> _TASK DESCRIPTION_
Within the material below, count how many lines contain "frog". Answer with only that number.

> _INPUT RECORDS_
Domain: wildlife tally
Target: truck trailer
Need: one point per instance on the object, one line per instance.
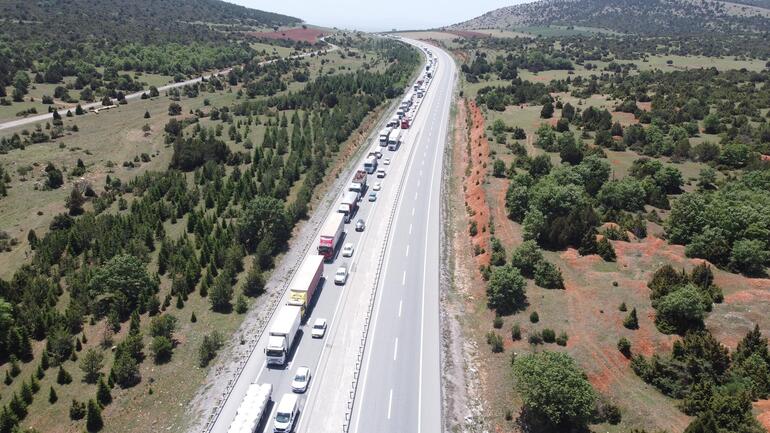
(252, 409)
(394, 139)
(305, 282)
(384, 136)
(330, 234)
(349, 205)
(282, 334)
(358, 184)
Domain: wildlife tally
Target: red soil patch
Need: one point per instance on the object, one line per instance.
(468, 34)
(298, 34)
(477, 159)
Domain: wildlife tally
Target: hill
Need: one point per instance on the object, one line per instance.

...

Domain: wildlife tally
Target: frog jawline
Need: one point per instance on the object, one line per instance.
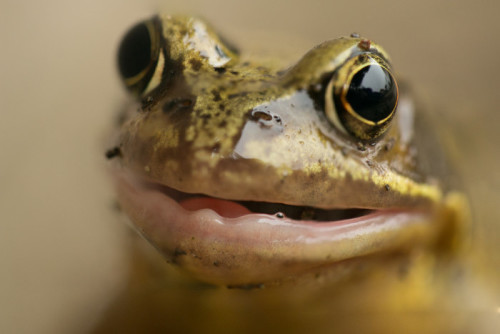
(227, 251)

==

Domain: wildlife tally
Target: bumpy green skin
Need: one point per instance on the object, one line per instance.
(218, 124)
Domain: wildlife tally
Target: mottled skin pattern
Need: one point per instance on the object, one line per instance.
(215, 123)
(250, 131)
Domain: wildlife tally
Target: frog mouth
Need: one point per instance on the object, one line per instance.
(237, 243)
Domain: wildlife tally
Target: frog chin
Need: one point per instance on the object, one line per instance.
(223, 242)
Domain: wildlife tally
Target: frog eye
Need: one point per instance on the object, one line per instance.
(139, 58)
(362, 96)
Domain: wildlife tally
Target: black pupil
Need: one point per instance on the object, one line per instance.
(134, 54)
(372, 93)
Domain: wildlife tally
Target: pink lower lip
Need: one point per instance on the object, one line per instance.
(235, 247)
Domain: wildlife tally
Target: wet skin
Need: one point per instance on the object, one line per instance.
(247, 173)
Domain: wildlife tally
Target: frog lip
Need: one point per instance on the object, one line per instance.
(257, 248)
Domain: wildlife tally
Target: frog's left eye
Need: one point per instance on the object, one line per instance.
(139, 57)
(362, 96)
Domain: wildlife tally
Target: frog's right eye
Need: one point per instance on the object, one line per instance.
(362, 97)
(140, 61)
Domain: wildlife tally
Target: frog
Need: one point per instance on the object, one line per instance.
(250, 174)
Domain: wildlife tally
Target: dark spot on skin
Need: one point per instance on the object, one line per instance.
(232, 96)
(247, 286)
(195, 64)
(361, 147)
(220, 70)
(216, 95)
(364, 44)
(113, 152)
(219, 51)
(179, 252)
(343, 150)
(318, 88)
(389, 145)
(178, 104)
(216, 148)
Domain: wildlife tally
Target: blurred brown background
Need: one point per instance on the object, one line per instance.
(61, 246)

> _TASK OUTPUT_
8